Selected excerpt:
At this point, the update to T2 is lost (note: log contains T1.X.oldval, newval)

Solution: set long write locks (degree 1)

Dirty Reads:

T1: write(X)

T2: read(X)

T1: abort

Now T2’s read is bogus.

Solution: set long X locks and short S locks (degree 2)

Many systems do long-running queries at degree 2.

Unrepeatable reads:

T1: read(X)

T2: write(X)

T2: end transaction

T1: read(X)

Now T2 has read two different values for X.

Solution: long read locks (degree 3)

Phantoms:

T1: read range [x - y]

T2: insert z, x < z < y

T2: end transaction

T1: read range [x - y]

Z is a "phantom" data item (eek!)

Solution: ??

NOTE: two-phase well-formed implies degree-3 consistency. (Why?)

Further reading on consistency levels: Berenson, et al., SIGMOD 1995.

Notes on Deadlock

In OS world, deadlock usually due to errors or overloads
In DB/xact world with 2PL, they’re inherent.

Excerpted records:
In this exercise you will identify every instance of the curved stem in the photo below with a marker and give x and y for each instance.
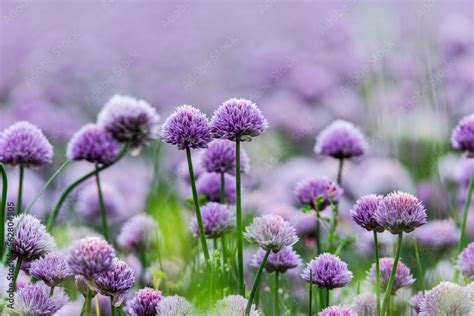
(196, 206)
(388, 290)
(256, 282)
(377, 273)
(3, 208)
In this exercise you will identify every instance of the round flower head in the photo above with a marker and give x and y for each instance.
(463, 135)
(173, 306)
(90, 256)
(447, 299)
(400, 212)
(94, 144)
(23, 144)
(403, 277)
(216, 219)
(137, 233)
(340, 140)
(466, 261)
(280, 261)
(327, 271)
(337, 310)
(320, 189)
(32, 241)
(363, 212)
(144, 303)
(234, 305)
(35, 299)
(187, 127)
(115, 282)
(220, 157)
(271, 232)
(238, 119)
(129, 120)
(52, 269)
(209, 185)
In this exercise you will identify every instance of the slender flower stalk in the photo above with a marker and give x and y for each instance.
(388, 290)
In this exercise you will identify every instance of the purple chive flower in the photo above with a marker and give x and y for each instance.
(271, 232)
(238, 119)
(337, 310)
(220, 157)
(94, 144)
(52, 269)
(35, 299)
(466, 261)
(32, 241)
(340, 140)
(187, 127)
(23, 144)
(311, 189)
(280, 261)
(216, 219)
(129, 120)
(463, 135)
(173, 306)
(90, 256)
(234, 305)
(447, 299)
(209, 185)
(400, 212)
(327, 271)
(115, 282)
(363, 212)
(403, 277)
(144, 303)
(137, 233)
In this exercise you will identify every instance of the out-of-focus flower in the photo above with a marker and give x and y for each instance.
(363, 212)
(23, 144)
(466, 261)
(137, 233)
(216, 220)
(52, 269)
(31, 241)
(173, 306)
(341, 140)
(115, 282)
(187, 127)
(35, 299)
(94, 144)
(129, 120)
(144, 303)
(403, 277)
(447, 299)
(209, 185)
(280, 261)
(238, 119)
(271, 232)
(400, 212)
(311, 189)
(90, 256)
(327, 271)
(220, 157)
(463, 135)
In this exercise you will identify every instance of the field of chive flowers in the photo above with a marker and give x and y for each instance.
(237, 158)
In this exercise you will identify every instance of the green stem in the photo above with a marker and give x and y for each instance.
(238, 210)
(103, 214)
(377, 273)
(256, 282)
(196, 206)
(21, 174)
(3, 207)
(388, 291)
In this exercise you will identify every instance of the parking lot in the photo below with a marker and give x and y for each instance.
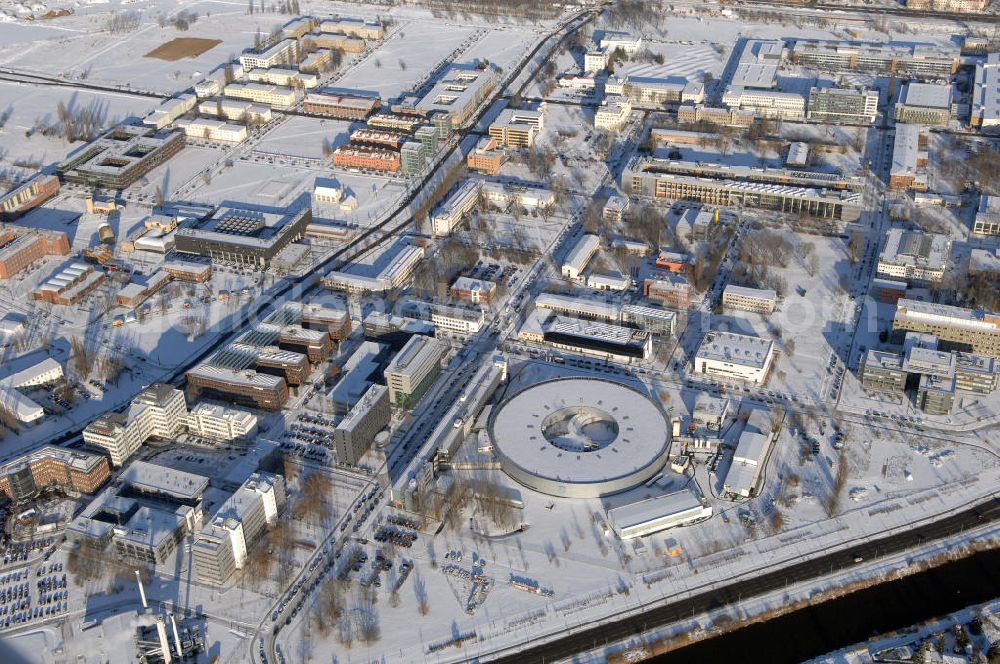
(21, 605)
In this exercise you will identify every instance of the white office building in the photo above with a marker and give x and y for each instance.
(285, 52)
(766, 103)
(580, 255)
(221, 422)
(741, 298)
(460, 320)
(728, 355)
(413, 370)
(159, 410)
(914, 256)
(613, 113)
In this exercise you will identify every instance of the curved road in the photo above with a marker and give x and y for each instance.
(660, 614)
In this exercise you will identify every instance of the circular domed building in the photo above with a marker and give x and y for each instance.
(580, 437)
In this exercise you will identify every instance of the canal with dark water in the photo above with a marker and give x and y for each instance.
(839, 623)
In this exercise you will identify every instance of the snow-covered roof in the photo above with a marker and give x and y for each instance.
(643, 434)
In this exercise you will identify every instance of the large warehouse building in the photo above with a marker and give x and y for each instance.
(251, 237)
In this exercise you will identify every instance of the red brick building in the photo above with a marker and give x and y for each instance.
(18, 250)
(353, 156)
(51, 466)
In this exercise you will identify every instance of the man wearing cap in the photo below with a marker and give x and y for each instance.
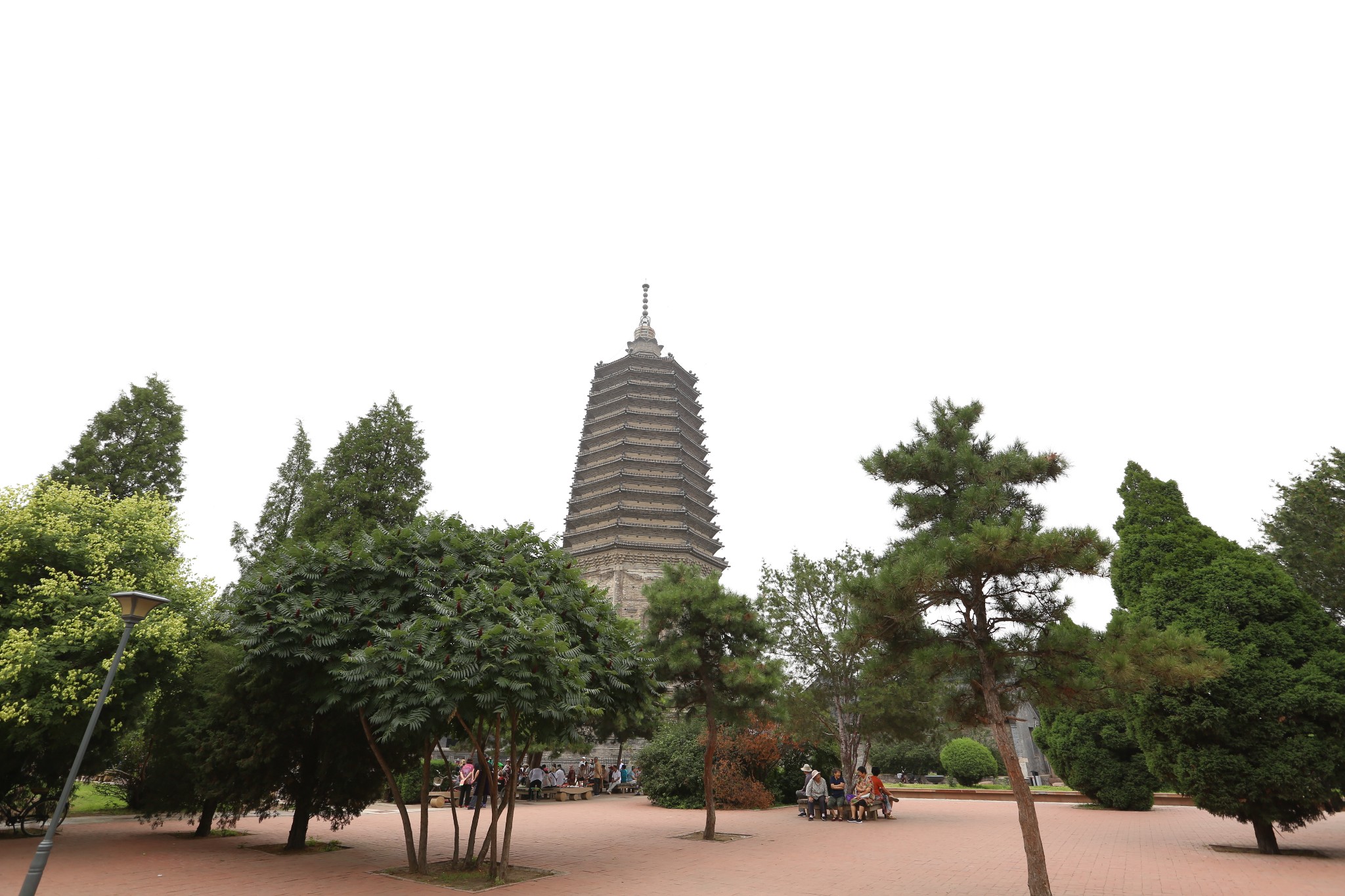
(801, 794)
--
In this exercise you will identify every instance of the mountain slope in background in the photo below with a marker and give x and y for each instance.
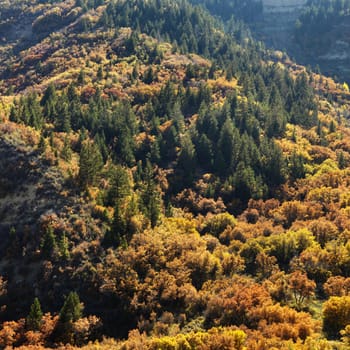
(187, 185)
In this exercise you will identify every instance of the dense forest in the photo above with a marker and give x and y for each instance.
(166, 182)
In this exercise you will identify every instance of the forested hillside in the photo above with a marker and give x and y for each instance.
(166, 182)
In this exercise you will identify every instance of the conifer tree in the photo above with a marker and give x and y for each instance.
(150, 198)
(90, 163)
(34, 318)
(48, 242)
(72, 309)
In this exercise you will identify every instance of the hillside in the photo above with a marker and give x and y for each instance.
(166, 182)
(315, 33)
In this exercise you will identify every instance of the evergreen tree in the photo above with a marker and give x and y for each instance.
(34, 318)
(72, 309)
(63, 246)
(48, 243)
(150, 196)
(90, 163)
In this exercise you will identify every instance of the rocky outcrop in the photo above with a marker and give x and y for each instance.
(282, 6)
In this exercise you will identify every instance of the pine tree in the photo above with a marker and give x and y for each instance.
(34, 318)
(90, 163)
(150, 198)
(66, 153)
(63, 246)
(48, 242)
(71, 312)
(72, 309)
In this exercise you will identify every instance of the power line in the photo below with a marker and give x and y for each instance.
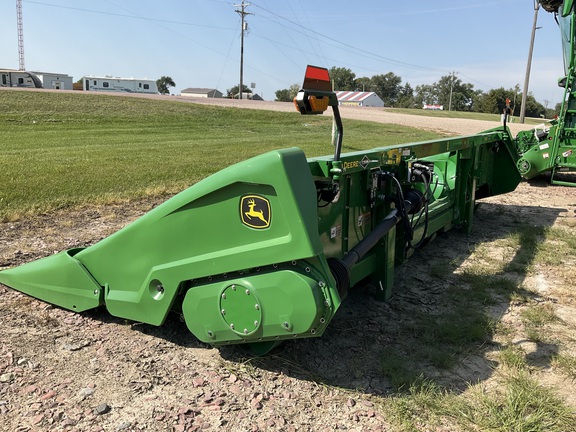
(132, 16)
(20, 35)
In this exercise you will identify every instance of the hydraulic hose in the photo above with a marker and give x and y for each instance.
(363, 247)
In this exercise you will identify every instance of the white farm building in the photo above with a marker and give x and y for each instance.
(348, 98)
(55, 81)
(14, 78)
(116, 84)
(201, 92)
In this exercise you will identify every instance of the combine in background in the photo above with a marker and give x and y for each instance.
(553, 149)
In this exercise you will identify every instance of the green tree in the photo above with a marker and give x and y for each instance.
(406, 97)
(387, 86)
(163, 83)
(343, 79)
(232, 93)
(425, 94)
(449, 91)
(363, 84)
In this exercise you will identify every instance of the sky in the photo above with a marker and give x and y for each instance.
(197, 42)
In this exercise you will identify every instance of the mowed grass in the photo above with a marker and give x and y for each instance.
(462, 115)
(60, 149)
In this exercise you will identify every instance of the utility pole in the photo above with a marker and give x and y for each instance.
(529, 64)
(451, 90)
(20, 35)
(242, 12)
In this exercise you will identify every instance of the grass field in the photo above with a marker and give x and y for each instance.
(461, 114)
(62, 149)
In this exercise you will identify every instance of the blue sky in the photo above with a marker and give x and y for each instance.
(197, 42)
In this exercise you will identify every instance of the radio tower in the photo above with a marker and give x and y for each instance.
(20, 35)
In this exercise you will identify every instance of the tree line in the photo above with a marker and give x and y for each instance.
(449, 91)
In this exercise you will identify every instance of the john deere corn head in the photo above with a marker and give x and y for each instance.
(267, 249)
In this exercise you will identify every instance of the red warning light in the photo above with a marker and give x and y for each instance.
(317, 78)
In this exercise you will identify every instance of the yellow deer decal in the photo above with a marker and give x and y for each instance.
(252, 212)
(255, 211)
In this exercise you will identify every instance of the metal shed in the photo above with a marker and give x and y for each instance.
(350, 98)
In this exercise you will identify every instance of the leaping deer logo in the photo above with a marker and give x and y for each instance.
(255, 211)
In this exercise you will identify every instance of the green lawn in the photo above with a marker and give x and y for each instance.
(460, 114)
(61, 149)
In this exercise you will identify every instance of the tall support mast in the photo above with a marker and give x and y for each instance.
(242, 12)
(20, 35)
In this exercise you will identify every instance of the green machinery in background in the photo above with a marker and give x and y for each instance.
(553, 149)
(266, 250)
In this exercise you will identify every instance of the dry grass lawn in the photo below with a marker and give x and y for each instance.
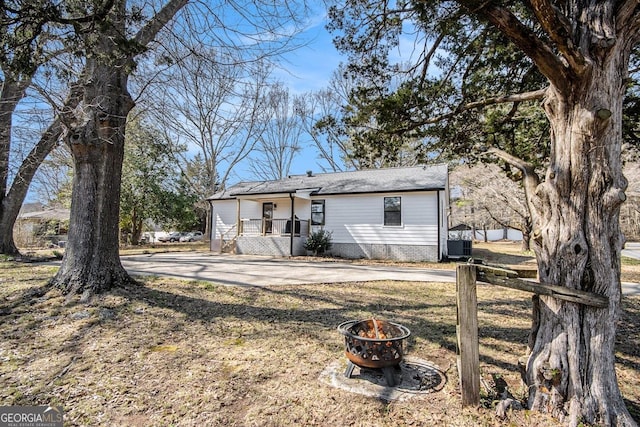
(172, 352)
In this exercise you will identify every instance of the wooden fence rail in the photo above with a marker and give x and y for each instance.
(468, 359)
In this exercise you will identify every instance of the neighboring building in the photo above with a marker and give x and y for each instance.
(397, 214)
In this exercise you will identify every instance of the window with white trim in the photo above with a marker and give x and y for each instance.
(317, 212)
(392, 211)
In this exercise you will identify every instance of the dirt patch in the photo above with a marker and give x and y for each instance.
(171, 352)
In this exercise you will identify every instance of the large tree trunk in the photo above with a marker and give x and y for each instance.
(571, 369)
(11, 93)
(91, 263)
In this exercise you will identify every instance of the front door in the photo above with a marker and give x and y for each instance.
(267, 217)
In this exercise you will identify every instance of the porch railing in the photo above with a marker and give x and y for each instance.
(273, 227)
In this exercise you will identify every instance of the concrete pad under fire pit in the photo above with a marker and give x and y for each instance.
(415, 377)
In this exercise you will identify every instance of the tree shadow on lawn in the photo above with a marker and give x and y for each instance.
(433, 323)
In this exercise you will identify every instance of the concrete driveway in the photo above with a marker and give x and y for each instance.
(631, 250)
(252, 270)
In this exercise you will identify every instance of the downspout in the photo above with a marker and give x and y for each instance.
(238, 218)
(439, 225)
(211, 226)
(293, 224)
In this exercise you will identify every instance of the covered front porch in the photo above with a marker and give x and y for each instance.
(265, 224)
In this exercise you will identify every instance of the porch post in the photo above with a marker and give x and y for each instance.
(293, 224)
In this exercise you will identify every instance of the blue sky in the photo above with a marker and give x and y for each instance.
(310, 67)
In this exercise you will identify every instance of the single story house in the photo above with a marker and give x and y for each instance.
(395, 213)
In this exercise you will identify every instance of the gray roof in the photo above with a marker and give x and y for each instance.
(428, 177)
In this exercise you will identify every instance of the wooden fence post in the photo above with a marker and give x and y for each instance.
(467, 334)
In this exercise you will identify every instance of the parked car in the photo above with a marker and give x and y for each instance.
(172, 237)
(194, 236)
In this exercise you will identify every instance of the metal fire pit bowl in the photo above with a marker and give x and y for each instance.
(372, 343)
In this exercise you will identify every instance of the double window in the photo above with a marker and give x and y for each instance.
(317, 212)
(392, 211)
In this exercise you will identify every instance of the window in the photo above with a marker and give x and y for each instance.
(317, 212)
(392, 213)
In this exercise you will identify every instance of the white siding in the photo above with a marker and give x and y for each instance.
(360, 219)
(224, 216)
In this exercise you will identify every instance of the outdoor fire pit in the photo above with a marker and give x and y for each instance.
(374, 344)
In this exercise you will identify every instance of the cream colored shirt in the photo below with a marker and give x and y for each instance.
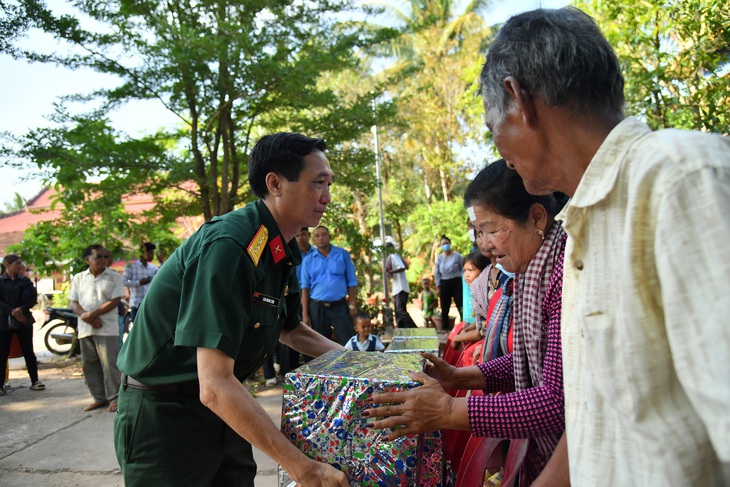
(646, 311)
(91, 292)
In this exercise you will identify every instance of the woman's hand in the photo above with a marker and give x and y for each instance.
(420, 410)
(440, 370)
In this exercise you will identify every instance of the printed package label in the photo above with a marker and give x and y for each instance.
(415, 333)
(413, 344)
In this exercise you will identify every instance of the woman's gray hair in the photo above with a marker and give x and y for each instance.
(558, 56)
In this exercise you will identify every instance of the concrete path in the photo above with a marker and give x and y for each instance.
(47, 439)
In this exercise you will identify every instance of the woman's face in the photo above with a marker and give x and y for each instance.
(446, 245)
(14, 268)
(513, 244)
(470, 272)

Exercise tasks:
- 1) Revise the stretch of the transaction consistency notes from "At this point, the" through "T2: read(X)", swapping "write locks" for "exclusive locks".
- 2) According to the transaction consistency notes, why is T2's read bogus in the dirty-read sequence? Answer in one to three sentences.
- 3) Add the next part of the transaction consistency notes, following on after their final line.

Solved tasks:
- 1)
At this point, the update to T2 is lost (note: log contains T1.X.oldval, newval)

Solution: set long exclusive locks (degree 1)

Dirty Reads:

T1: write(X)

T2: read(X)

- 2) T2 read the value of X after T1 wrote it. T1 then aborted, so T2 read a value from a write that was aborted.

- 3)
Most common causes:

Differing access orders

T1: X-lock P

T2: X-lock Q

T1: X-lock Q // block waiting for T2

T2: X-lock P // block waiting for T1

lock-mode upgrades

T1: S-lock P

T2: S-lock P

T1: convert S-lock on P to X-lock // block

T2: convert S-lock on P to X-lock // block

Usual DB solution: deadlock detection (other option: deadlock avoidance)

Use "waits-for" graph and look for cycles
Empirically, in actual systems the waits-for graph shows:

cycles fairly rare
cycle length usually 2, sometimes 3, virtually never >3
use DFS to find cycles

When to look for cycles?

whenever a xact blocks
periodically
never (use timeouts)

Typically, in centralized systems, run deadlock detection whenever blocking occurs. Arguably this is cheap: most recently blocked transaction T must be the one that caused the deadlock, so just DFS starting from T

In distributed systems, even this can be expensive, so often do periodic detection (more later)

Who to restart ("victim selection")

current blocker
youngest XACT
least resources used
fewest locks held (common)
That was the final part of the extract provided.